Your objective:
Every line from the first record below down to the line that includes "box: [193, 97, 199, 131]" must be reproduced exactly; the pictures are not.

** Given entries follows **

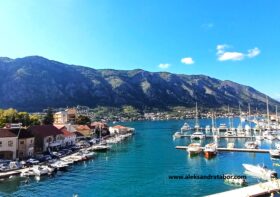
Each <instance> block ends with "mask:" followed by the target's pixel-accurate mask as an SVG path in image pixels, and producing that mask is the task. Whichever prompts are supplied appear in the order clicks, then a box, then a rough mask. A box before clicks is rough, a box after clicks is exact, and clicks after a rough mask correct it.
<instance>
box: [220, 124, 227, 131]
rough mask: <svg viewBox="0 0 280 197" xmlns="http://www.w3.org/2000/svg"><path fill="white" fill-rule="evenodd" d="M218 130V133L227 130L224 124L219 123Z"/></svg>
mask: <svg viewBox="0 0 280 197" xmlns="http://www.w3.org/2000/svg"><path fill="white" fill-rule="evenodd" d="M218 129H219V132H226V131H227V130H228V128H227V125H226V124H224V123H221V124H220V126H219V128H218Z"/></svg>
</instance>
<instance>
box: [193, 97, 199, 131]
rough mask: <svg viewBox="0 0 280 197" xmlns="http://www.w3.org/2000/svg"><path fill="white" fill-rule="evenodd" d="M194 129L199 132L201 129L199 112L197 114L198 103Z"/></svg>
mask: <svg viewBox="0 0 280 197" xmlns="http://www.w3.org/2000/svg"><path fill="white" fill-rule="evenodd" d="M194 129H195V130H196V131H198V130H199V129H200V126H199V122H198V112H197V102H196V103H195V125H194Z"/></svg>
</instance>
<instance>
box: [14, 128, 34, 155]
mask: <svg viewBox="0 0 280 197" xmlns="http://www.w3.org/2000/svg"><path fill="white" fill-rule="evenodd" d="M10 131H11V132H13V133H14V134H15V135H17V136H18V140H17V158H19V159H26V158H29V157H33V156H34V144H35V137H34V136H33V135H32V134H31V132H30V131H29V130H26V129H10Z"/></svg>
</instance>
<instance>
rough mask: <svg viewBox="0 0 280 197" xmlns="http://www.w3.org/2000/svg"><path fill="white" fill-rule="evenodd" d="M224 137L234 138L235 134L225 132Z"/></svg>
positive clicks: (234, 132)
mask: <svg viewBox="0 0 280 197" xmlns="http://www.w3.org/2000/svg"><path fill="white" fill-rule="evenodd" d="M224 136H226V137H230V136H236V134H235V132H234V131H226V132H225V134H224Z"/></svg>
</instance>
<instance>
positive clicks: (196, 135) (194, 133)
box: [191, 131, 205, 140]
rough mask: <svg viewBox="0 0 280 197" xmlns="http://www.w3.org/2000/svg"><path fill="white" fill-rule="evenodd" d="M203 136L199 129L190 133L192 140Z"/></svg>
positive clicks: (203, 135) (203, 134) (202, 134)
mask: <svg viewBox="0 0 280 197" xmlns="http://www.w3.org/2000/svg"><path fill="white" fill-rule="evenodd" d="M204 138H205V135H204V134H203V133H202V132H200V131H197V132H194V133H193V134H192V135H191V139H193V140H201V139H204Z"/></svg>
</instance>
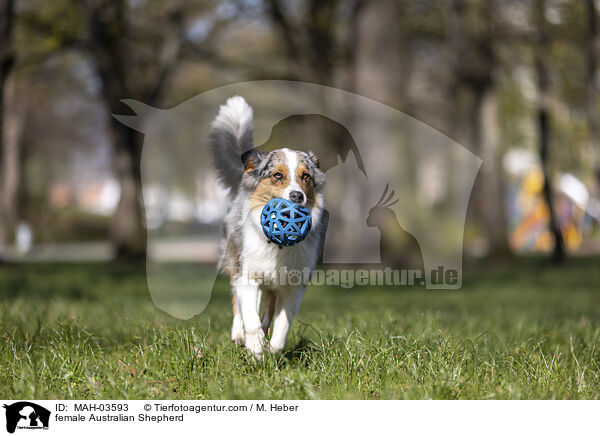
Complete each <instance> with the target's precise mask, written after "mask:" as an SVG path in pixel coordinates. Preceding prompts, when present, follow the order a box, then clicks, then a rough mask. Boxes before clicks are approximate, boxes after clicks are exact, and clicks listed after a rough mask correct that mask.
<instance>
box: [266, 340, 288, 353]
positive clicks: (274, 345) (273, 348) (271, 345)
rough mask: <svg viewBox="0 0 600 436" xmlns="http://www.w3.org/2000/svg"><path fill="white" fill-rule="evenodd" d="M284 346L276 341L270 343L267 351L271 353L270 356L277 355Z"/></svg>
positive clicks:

** End of Given entries **

Answer section:
Each <instance> block ends with "mask:" followed by the target's pixel-accurate mask as an SVG path in image pixels, and producing that mask is the task. Whichever prompts are supplied appear in the order clicks, then a box, then a rough mask. A box before clicks is rough, a box after clicks is exact, and clicks after a rough mask correct it.
<instance>
box: [220, 124, 227, 131]
rough mask: <svg viewBox="0 0 280 197" xmlns="http://www.w3.org/2000/svg"><path fill="white" fill-rule="evenodd" d="M218 130V133L227 130L224 124L219 123Z"/></svg>
mask: <svg viewBox="0 0 280 197" xmlns="http://www.w3.org/2000/svg"><path fill="white" fill-rule="evenodd" d="M218 129H219V132H226V131H227V130H228V128H227V125H226V124H224V123H221V124H220V126H219V128H218Z"/></svg>
</instance>
<instance>
box: [193, 97, 199, 131]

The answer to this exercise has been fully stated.